__PROBLEM TO WORK ON__.
Exact copy, no pictures: repeat the data that follows.

[Point localization data]

==========

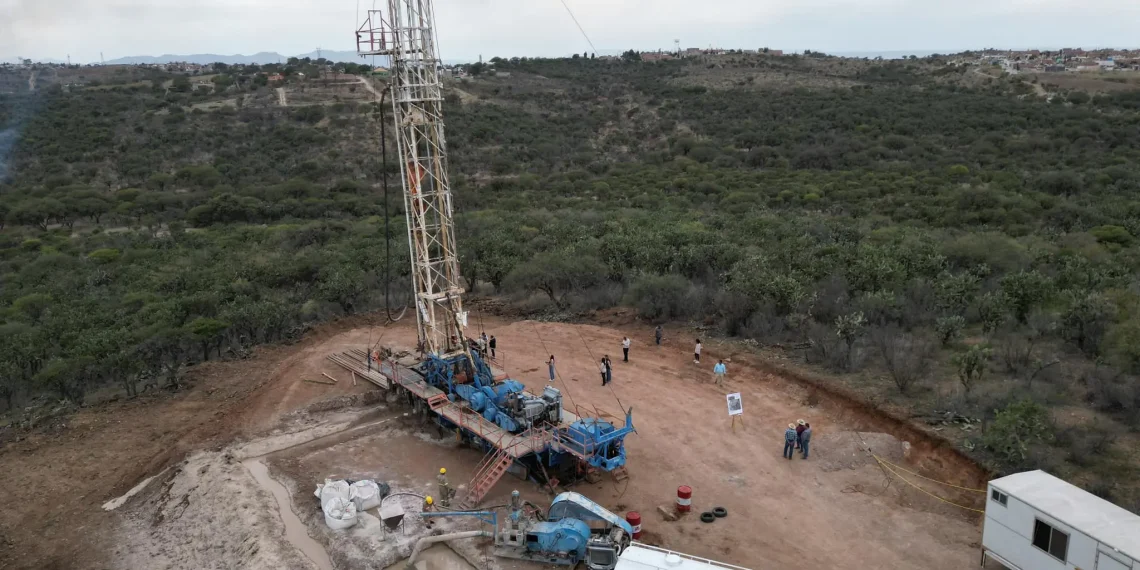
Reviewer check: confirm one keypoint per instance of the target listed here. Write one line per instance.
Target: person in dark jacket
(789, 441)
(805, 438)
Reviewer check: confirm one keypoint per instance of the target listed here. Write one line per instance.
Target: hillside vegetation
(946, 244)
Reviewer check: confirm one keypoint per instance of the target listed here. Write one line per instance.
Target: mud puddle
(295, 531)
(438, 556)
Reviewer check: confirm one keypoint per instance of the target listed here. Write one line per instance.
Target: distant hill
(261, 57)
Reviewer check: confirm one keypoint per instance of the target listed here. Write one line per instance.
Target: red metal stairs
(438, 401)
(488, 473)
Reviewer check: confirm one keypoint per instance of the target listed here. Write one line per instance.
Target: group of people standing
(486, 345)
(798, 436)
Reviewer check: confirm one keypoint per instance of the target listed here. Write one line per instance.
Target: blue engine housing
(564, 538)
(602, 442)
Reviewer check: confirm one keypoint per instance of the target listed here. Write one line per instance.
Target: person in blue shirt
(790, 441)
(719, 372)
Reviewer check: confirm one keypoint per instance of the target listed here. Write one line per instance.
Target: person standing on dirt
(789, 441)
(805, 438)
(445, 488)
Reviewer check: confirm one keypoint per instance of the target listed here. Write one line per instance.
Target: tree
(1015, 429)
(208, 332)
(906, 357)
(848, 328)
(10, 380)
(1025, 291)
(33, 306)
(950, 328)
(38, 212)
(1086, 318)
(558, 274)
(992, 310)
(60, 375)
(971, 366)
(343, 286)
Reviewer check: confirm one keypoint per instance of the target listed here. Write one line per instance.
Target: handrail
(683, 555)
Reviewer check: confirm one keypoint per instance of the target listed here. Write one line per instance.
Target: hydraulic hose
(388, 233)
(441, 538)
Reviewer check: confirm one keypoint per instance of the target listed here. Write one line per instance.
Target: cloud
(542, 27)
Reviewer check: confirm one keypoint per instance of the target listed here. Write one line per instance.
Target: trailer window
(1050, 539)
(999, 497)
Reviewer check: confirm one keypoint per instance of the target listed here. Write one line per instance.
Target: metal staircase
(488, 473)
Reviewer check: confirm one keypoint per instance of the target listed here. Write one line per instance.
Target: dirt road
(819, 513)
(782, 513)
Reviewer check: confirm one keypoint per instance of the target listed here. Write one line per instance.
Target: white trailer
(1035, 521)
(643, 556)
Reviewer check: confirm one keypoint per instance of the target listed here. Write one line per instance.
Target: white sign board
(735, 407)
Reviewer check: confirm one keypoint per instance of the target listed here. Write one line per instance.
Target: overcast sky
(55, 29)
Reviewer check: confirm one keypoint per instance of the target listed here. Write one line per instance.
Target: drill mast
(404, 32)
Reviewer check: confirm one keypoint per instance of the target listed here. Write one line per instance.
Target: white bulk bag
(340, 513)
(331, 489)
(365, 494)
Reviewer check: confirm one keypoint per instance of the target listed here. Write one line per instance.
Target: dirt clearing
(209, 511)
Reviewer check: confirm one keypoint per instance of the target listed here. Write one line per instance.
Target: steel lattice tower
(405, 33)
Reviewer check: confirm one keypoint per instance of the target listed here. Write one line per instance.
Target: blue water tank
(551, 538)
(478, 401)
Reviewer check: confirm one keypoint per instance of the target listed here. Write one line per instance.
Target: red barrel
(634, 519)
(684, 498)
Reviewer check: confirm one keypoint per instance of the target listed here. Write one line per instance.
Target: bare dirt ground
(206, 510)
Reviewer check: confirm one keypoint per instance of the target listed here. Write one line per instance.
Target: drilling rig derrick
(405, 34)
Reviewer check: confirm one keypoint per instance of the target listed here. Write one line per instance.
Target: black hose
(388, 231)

==========

__WRITTEN RESPONSE__.
Reviewer check: confirm one keypoint per instance of the target listed here. Write one line per instance.
Target: person in dark jacket
(789, 441)
(805, 438)
Reviewer check: confirm one keypoint per instance of the target listed here. Write one line per instance.
Target: hillside vegetation
(946, 244)
Reviewer check: confirm one keypoint per instance of the target listed here. Write one line per instance.
Target: mud puddle
(295, 531)
(438, 556)
Reviewer check: confirm one keypoint per instance of the target listed here. Write one line per instance.
Target: distant hill
(261, 57)
Reviewer check: confirm one keypoint per instance of the target listed here. Write one line per instance.
Target: red metal stairs
(438, 401)
(488, 473)
Reviewer check: confirm one keypoint per instance of the target listed here. Write one line per instance.
Target: group of people standing
(486, 345)
(798, 436)
Reviewer check: confirm one keypoint per instance of the target listed here. Write one line per instance.
Target: blue engine housing
(564, 538)
(602, 442)
Reviewer check: confirm one keypoint per instance of the target listed here. Write one line per instance.
Target: person in blue shirt
(790, 441)
(719, 372)
Reviewer check: confirm one keypoint per instance of the target listed here. Write one line per instance.
Target: person standing on dirt
(789, 441)
(805, 438)
(445, 488)
Reviewer check: confirm one keypoint per instance of the target listed here. Write one line per instance.
Target: tree
(1015, 429)
(208, 332)
(906, 357)
(848, 328)
(10, 380)
(1025, 291)
(33, 306)
(950, 328)
(38, 212)
(1086, 318)
(558, 274)
(992, 310)
(60, 375)
(971, 366)
(343, 286)
Reviewer check: confirm one keypoint per instance of the target listed here. Write one line per instance.
Target: handrail
(683, 555)
Reviewer check: confirm one keypoint per instance of the target listed here. Write one line per instance.
Target: hydraulic hose
(388, 233)
(441, 538)
Reviewer check: confirm one keypoint per instance of the target listed here. Write one line per instance.
Target: cloud
(542, 27)
Reviewer check: confirm one keypoint per instance of the target listed here. Write one line per instance.
Target: trailer window
(1050, 539)
(999, 497)
Reviewer check: confirm one keypoint per instance of the target listed here. Write one line per instance.
Target: metal staircase
(488, 473)
Reviewer check: confirm one keypoint per instance of the target listed here. Write one line per instance.
Target: dirt road
(819, 513)
(782, 513)
Reviewer check: confirm one keypoint per instance of the target listed here. Write one line per instance.
Target: white trailer
(1035, 521)
(643, 556)
Reviewer check: confirm one keypoint per instance of the target listed here. Write one line per instance.
Target: white sign board
(735, 407)
Reviewer check: confirm one keypoint per instance of the target listed here. Write one line per instance.
Target: overcast sky
(55, 29)
Reviewer check: confirm one keypoint per instance of the target listed here. Write one line per instance.
Target: drill mast
(404, 32)
Reviewer check: confirm one keypoint per instance of the target listed here. Write one line per instance.
Target: white bulk bag
(340, 513)
(331, 489)
(365, 494)
Reviewer check: confirm one keypoint per instance of the target listed here. Write one line per instance.
Target: dirt clearing
(209, 511)
Reviewer check: confirm one keypoint per instance of the target listed here. Write one line per instance.
Target: steel lattice tower
(405, 33)
Reviewer check: confirm one keypoint per instance of the target listed here. Write one line per instance.
Target: blue water tank
(551, 538)
(478, 401)
Reviewer check: confirm one keypoint per instance of the target listed here. Write one line per instance.
Target: red barrel
(634, 519)
(684, 498)
Reviewer check: confirm one keypoint per instance of the target listed here. Write one line per instance.
Target: bare dirt ground
(206, 510)
Reviewer check: confirm one keypoint per instance of the target listed here. Write one line per instance.
Target: drilling rig derrick
(405, 34)
Reviewer check: confirm one keypoint per instance of the target listed here. Write one line per instance.
Target: black hose
(388, 231)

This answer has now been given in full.